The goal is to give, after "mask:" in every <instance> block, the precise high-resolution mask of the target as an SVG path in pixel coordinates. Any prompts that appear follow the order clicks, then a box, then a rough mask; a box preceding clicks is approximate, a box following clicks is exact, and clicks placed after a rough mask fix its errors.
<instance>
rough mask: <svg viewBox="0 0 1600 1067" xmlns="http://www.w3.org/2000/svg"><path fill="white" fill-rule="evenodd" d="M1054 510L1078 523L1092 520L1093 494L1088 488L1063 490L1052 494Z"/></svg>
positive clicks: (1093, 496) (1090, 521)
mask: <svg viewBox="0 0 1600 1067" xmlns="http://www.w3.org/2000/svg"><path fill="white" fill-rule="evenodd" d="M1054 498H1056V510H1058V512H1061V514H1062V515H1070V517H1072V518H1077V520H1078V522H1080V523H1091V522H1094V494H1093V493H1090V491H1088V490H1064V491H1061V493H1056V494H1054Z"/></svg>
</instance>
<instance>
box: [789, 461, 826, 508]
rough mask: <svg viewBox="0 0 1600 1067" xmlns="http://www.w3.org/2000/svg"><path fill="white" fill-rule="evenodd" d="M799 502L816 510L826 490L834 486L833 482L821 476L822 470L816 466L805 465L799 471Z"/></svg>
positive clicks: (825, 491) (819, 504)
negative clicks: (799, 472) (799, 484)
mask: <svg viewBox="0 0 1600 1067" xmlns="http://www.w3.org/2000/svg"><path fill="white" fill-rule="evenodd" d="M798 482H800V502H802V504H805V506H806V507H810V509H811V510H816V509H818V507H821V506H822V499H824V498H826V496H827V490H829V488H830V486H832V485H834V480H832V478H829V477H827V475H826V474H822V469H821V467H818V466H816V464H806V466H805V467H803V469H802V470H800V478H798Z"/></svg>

## Your instructions
Copy out all of the records shown above exactly.

## Answer space
The goal is to give, after "mask:" in every <instance> block, the precise high-resolution mask of the target as an SVG path in pixel coordinates. Any prompts that appear follow the order clicks, then a box, then a rough mask; a box preceding clicks is approximate, a box following clicks is exact, and clicks placed after a rough mask fix its errors.
<instance>
rough mask: <svg viewBox="0 0 1600 1067" xmlns="http://www.w3.org/2000/svg"><path fill="white" fill-rule="evenodd" d="M1054 510L1078 523L1092 520L1093 494L1088 488L1063 490L1052 494Z"/></svg>
positive clicks: (1093, 496) (1090, 521)
mask: <svg viewBox="0 0 1600 1067" xmlns="http://www.w3.org/2000/svg"><path fill="white" fill-rule="evenodd" d="M1054 498H1056V510H1058V512H1061V514H1062V515H1070V517H1072V518H1077V520H1078V522H1080V523H1091V522H1094V494H1093V493H1090V491H1088V490H1064V491H1061V493H1056V494H1054Z"/></svg>
</instance>
<instance>
box: [789, 461, 826, 508]
rough mask: <svg viewBox="0 0 1600 1067" xmlns="http://www.w3.org/2000/svg"><path fill="white" fill-rule="evenodd" d="M799 502L816 510L826 490L834 486L833 482L821 476L822 470L816 466L805 465L799 471Z"/></svg>
positive clicks: (825, 491) (819, 504)
negative clicks: (799, 472) (799, 484)
mask: <svg viewBox="0 0 1600 1067" xmlns="http://www.w3.org/2000/svg"><path fill="white" fill-rule="evenodd" d="M798 482H800V502H802V504H805V506H806V507H810V509H811V510H816V509H818V507H821V506H822V499H824V498H826V496H827V490H829V488H830V486H832V485H834V480H832V478H829V477H827V475H826V474H822V469H821V467H818V466H816V464H806V466H805V467H803V469H802V470H800V478H798Z"/></svg>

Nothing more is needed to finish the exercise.